### INFORMATION PROVIDED
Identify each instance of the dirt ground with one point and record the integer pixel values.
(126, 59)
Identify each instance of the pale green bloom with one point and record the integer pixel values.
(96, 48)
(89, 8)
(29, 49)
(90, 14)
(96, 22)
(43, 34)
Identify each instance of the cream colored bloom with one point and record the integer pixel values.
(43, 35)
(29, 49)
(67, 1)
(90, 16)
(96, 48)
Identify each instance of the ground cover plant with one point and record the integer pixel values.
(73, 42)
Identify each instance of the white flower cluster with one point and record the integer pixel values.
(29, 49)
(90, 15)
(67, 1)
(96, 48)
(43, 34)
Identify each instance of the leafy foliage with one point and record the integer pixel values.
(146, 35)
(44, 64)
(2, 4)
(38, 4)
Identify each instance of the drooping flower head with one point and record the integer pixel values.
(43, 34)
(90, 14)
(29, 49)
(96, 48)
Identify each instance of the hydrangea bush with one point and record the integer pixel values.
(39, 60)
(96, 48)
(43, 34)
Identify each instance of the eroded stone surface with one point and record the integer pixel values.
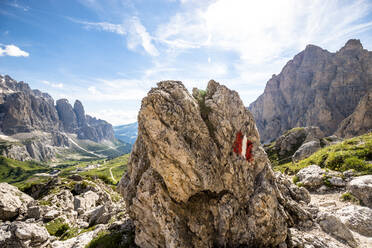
(185, 186)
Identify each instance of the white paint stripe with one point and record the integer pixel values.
(244, 146)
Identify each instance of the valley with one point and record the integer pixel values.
(195, 170)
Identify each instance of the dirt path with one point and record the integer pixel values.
(81, 148)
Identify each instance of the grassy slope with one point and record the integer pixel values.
(13, 171)
(22, 174)
(118, 167)
(354, 153)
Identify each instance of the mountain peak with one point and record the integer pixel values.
(352, 44)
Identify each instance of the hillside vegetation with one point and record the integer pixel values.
(25, 174)
(354, 153)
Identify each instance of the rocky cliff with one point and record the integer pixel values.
(24, 112)
(198, 176)
(316, 88)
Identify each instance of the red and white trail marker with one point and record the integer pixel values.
(243, 146)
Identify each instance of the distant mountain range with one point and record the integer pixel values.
(32, 127)
(319, 88)
(127, 133)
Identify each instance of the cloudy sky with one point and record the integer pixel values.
(109, 53)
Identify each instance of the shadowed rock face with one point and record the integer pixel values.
(360, 121)
(185, 185)
(315, 88)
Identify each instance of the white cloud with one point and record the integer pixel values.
(132, 29)
(54, 85)
(12, 50)
(105, 26)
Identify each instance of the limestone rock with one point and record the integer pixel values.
(24, 111)
(332, 225)
(80, 113)
(66, 115)
(361, 187)
(311, 177)
(318, 88)
(13, 202)
(357, 218)
(77, 242)
(295, 144)
(317, 239)
(186, 187)
(360, 121)
(306, 149)
(22, 234)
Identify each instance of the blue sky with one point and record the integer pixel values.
(109, 53)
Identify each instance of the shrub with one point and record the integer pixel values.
(106, 239)
(57, 227)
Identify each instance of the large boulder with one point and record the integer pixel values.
(361, 187)
(287, 147)
(311, 177)
(198, 176)
(13, 202)
(357, 218)
(306, 149)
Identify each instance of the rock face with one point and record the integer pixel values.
(318, 88)
(25, 111)
(13, 202)
(357, 218)
(67, 115)
(360, 121)
(361, 187)
(21, 234)
(198, 176)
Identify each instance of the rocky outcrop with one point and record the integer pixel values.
(96, 130)
(318, 88)
(361, 187)
(357, 218)
(13, 202)
(333, 225)
(198, 176)
(80, 113)
(24, 112)
(313, 178)
(23, 234)
(360, 121)
(294, 144)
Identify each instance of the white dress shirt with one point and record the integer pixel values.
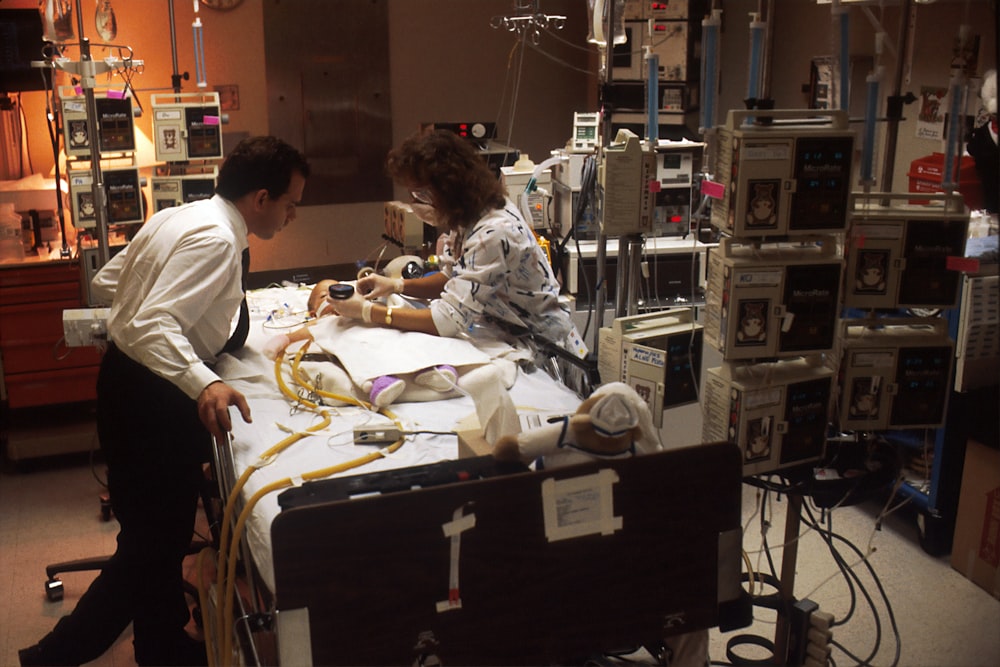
(176, 289)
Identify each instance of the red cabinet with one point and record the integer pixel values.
(38, 368)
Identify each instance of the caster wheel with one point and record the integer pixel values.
(935, 534)
(53, 590)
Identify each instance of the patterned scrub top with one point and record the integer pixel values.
(502, 274)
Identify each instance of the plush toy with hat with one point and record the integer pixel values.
(613, 422)
(982, 143)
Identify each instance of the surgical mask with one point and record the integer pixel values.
(428, 214)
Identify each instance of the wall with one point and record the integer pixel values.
(802, 30)
(447, 63)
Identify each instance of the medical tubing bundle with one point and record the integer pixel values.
(228, 546)
(757, 30)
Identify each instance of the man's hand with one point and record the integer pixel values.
(374, 286)
(213, 408)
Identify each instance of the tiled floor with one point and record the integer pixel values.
(52, 513)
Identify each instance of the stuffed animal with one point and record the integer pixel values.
(613, 422)
(982, 144)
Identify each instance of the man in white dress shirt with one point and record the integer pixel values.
(175, 292)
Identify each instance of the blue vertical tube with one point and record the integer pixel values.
(756, 56)
(953, 143)
(871, 118)
(709, 68)
(845, 61)
(653, 98)
(199, 54)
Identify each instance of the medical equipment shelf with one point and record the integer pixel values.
(37, 370)
(968, 414)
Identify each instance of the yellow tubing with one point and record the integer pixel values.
(229, 545)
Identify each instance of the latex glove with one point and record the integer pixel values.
(275, 346)
(351, 307)
(318, 297)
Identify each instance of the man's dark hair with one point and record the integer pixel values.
(260, 163)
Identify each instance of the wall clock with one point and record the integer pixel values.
(222, 4)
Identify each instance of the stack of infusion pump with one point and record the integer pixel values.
(895, 371)
(187, 136)
(773, 298)
(115, 154)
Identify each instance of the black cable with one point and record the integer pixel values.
(882, 593)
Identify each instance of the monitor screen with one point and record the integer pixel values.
(20, 43)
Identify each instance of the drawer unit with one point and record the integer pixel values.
(38, 369)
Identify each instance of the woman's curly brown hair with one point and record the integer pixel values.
(461, 183)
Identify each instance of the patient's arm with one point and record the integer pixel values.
(317, 297)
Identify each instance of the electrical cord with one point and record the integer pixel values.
(829, 536)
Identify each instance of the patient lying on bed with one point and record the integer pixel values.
(386, 366)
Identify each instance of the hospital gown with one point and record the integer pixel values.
(500, 275)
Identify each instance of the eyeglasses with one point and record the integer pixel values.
(422, 197)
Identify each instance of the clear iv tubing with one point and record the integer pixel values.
(539, 168)
(710, 67)
(956, 102)
(756, 53)
(871, 117)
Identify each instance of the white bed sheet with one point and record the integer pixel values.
(281, 310)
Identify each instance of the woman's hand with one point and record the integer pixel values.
(319, 296)
(351, 307)
(374, 286)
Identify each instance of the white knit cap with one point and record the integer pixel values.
(613, 415)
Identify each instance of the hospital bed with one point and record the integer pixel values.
(388, 553)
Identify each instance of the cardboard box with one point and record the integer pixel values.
(976, 548)
(471, 442)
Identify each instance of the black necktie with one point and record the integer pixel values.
(239, 336)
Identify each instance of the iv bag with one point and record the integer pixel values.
(57, 20)
(597, 15)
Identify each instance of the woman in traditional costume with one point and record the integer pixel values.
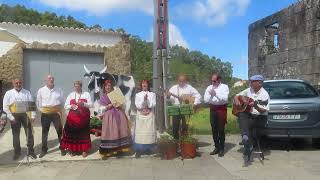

### THE PROBLEM
Count how many lines of the records contain the string "patient", treating uppercase and lowercase as different. Reply with the number alone.

### THE SOLUTION
2